-- WHAT THE EXERCISE ASKS --
Drop every picture and copy exactly the lines from the one with "Can you find the tall" through the last line of the listing below.

:: RECORDS TO PROCESS

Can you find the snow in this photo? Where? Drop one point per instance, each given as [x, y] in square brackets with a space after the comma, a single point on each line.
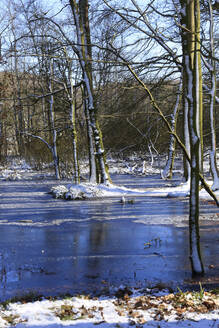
[84, 312]
[136, 310]
[91, 190]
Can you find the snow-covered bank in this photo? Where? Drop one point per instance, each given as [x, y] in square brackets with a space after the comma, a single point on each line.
[89, 190]
[127, 308]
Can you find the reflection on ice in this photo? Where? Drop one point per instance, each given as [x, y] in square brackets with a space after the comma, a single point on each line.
[54, 246]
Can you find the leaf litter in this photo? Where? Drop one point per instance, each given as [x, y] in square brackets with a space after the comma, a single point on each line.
[126, 308]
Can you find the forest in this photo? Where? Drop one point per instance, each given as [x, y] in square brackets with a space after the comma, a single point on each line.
[104, 80]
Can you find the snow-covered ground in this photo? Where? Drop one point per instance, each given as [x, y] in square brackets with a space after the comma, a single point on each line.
[127, 308]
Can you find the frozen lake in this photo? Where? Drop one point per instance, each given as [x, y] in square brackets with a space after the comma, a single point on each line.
[51, 246]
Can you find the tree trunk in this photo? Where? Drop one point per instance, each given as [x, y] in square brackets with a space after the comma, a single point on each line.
[80, 13]
[167, 172]
[212, 94]
[193, 74]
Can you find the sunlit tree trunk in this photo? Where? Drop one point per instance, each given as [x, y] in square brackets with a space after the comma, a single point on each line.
[52, 121]
[191, 29]
[91, 149]
[212, 93]
[72, 116]
[80, 13]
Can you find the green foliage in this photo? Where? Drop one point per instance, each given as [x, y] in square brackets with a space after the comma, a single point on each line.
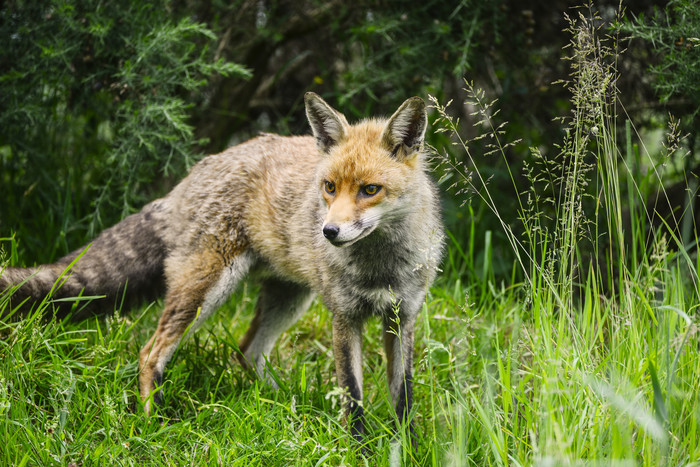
[674, 33]
[94, 103]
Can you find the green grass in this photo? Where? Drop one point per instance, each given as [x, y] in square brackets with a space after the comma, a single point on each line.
[504, 383]
[588, 353]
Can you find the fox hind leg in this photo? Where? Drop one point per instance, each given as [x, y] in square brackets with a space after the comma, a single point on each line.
[280, 304]
[196, 287]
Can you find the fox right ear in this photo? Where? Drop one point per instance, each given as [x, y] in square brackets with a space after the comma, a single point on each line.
[327, 124]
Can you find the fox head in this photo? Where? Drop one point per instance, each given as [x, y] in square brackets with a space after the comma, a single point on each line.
[368, 176]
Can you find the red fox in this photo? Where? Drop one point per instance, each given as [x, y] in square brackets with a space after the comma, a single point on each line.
[350, 214]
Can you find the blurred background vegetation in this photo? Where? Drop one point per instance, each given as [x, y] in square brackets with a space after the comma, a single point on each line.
[104, 105]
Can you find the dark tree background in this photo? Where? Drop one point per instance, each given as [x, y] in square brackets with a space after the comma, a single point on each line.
[104, 105]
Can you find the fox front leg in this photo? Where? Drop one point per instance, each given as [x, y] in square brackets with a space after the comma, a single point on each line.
[347, 350]
[398, 346]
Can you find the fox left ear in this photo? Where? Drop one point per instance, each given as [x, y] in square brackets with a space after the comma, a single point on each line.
[327, 124]
[404, 133]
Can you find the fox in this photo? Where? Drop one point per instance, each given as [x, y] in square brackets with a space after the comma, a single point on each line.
[349, 214]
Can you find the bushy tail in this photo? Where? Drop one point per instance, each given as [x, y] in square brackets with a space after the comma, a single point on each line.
[123, 265]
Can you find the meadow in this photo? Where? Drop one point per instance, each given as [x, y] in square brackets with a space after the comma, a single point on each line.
[585, 352]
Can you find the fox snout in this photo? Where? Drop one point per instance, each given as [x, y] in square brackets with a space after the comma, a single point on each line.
[330, 231]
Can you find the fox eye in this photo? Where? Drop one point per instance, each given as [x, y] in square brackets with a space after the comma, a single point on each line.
[371, 190]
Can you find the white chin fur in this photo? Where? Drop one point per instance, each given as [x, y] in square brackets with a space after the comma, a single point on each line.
[347, 240]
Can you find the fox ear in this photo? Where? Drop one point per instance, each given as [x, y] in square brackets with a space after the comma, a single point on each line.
[404, 133]
[327, 124]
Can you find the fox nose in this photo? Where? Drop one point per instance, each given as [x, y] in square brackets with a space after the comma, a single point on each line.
[330, 231]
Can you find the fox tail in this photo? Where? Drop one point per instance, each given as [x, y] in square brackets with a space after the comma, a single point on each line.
[122, 266]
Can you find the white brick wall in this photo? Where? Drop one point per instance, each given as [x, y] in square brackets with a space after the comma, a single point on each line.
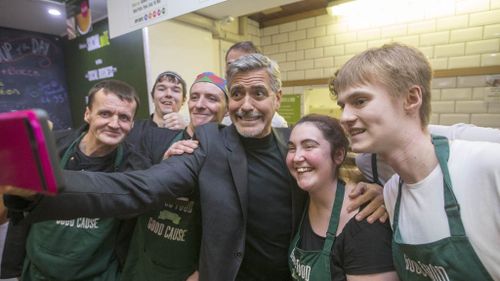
[467, 35]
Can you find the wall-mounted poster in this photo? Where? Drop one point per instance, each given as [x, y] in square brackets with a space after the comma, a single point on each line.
[93, 57]
[79, 18]
[32, 74]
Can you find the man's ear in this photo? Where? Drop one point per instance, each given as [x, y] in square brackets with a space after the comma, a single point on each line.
[413, 100]
[278, 100]
[86, 115]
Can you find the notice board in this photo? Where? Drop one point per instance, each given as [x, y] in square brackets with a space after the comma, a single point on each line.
[94, 57]
[32, 74]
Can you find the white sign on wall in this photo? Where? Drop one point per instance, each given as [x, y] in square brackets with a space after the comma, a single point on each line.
[129, 15]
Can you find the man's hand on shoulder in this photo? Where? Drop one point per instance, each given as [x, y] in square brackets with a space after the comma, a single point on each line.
[174, 121]
[181, 147]
[372, 193]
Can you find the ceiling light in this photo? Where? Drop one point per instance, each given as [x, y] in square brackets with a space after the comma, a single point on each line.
[54, 12]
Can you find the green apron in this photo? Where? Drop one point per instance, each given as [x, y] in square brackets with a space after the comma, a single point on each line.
[451, 258]
[166, 242]
[315, 265]
[78, 249]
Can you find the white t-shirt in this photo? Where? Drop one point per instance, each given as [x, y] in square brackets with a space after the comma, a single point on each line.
[458, 131]
[475, 175]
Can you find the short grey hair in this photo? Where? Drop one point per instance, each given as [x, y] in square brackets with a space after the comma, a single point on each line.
[255, 62]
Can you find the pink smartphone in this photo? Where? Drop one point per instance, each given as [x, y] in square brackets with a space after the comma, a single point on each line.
[28, 155]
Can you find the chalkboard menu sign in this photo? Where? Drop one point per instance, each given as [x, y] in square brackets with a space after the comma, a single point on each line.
[93, 57]
[32, 74]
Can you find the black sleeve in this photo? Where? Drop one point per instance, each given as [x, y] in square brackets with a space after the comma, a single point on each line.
[96, 194]
[363, 248]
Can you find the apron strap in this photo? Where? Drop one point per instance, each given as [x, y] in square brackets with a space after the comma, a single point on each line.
[451, 205]
[334, 218]
[72, 148]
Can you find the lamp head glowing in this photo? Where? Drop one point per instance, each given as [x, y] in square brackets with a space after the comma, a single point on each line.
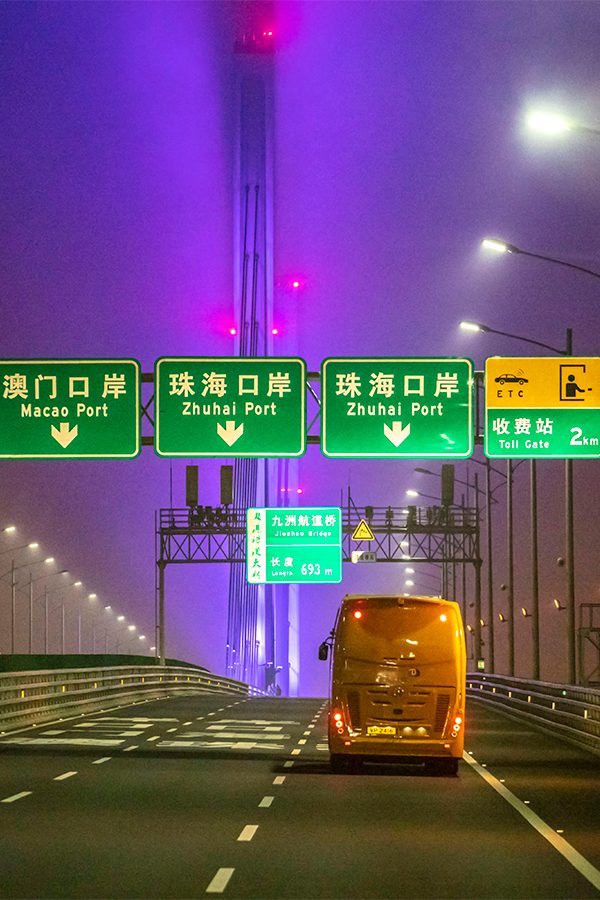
[548, 123]
[495, 245]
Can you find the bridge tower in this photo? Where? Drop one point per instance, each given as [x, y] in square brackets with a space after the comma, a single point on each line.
[257, 644]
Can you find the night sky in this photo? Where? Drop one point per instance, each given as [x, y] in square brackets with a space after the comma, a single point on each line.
[399, 143]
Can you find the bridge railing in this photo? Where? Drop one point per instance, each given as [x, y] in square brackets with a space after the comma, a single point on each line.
[568, 711]
[39, 696]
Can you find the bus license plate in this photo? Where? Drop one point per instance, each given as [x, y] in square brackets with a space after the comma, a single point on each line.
[381, 730]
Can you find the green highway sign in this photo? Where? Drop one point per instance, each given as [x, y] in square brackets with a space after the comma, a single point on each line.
[69, 409]
[294, 546]
[542, 407]
[230, 406]
[411, 408]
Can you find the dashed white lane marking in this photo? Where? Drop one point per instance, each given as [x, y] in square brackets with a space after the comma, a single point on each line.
[220, 881]
[16, 797]
[579, 862]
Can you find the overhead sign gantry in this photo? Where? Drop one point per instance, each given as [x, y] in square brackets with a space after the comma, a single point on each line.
[294, 546]
[542, 407]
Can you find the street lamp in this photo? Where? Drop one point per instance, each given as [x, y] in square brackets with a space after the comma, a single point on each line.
[13, 586]
[569, 513]
[555, 124]
[47, 595]
[32, 581]
[497, 245]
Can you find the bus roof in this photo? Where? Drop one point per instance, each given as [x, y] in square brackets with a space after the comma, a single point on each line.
[350, 598]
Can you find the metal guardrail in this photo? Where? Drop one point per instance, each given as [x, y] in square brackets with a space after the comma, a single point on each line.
[567, 711]
[38, 696]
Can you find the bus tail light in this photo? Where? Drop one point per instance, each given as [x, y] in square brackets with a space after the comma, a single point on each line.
[456, 725]
[338, 720]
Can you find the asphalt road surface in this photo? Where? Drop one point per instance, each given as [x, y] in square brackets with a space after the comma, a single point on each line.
[209, 795]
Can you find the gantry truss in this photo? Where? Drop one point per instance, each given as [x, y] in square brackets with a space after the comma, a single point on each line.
[429, 535]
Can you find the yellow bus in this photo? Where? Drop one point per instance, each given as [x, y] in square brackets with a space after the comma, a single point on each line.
[398, 682]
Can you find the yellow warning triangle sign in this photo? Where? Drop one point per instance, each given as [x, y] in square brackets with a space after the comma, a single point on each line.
[363, 532]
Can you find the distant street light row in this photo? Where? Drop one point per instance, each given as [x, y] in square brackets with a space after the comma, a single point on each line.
[49, 561]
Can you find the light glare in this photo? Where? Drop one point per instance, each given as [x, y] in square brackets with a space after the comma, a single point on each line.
[548, 123]
[496, 246]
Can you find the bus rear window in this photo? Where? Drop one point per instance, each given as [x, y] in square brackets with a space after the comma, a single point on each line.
[390, 629]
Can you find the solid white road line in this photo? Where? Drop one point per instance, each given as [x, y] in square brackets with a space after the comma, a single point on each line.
[579, 862]
[16, 797]
[220, 881]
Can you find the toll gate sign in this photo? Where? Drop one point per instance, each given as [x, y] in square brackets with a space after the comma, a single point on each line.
[69, 409]
[414, 408]
[230, 406]
[542, 407]
[294, 546]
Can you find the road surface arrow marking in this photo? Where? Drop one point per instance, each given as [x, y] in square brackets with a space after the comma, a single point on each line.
[396, 434]
[64, 435]
[230, 433]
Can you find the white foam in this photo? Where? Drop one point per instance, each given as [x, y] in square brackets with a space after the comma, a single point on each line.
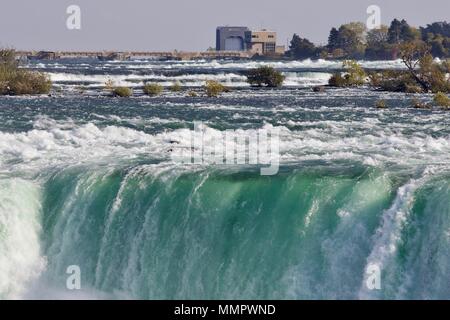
[20, 257]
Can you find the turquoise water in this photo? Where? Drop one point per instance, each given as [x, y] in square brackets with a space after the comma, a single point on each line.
[88, 180]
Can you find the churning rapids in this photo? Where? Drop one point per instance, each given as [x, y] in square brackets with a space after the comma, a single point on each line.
[87, 180]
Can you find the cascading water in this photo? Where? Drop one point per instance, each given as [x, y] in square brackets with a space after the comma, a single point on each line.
[89, 181]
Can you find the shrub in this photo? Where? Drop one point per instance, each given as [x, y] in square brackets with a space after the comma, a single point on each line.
[17, 81]
[153, 89]
[337, 80]
[395, 81]
[416, 103]
[356, 76]
[214, 88]
[176, 87]
[381, 104]
[28, 82]
[265, 76]
[442, 100]
[123, 92]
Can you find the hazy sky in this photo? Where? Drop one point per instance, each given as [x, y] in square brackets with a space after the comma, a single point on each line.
[188, 24]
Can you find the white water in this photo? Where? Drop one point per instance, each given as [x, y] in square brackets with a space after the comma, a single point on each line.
[20, 254]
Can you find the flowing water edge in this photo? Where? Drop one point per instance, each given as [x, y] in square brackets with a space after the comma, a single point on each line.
[88, 180]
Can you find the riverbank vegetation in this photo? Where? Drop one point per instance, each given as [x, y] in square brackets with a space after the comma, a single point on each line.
[354, 41]
[153, 89]
[213, 88]
[265, 76]
[17, 81]
[122, 92]
[422, 73]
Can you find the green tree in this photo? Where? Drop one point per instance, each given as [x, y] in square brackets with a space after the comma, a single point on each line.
[265, 76]
[301, 48]
[333, 40]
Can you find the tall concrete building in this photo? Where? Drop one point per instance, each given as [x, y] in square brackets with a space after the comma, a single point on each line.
[231, 38]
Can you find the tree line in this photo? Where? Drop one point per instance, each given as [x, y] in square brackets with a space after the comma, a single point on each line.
[354, 41]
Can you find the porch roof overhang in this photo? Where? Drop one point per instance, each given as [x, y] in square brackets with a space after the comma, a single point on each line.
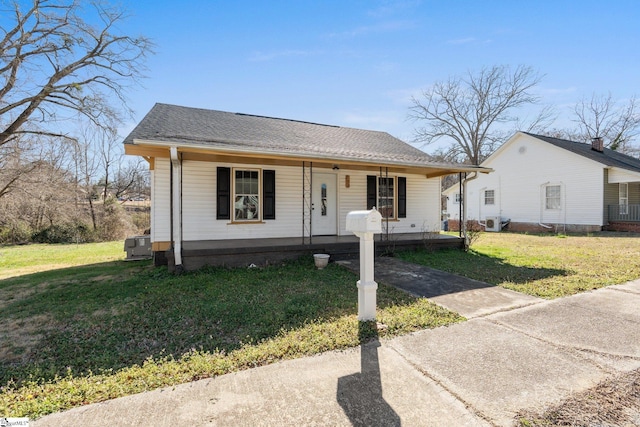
[234, 152]
[618, 175]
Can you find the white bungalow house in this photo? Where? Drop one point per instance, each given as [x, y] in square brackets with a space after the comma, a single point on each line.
[230, 188]
[542, 183]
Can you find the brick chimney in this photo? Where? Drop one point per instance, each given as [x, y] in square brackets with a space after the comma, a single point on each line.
[597, 144]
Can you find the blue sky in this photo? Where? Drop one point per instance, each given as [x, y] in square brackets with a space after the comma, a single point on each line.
[357, 63]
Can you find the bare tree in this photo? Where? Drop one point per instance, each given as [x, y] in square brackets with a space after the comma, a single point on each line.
[603, 117]
[55, 64]
[468, 111]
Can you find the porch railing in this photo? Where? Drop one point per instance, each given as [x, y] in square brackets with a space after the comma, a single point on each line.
[624, 213]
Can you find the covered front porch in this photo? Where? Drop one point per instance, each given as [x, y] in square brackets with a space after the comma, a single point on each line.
[623, 208]
[244, 252]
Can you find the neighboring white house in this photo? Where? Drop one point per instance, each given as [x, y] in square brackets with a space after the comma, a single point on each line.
[221, 177]
[543, 183]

::::

-- WRITTEN SOLUTION --
Can you find the tall concrete building in this photo? Where? Drop one point per instance, each given as [x, y] in square brackets with a space after the comma, a single point on each line.
[231, 38]
Can you find the tree line in this photo? Where? Drop one point per instance, each given as [x, y] in square brackets with a space after the comma, a single point on each line.
[354, 41]
Can you find the porch roof overhang in this photo? Where? Drop one point per instance, each given as [x, y] in square brackets with a space after the comma, a single point on each line.
[234, 152]
[618, 175]
Can you find the white bungalow house in this photo? Where? Drop one point per instance, each given as [x, y] in square brackets with a space after the comma, a single point on each line.
[230, 188]
[542, 183]
Can you find the brick chimney in this photo? Where? Drop one point per instance, each given as [x, y] in square brackets with a space after the comma, a single point on each line.
[597, 144]
Can you find the blue sky in this photo? Where? Drop one point per instance, each given as [x, y] in square brackets with a space after the comma, a single point on each line.
[357, 63]
Can you find the bare tree in this photo? Where? Drop one point per instance, each given as [x, y] in square brackets with a space after the comma, a single point on each line.
[603, 117]
[55, 64]
[468, 111]
Can you find the porch railing in this photo? Where? Drop one point per instance, each given as [x, y] in square brackets with a space after the comma, a single point on each line.
[624, 213]
Can you find the covered front porch in this photo? Where? Drop one point per instance, each given as [x, y] in square brackets with a space after the comma, a single point on each line.
[623, 208]
[244, 252]
Can you find the neighboring white house in this photo? Where? Drop one point per instance, each given as [x, y] in square brackets with a space after the comma, a single point on each line.
[221, 177]
[543, 183]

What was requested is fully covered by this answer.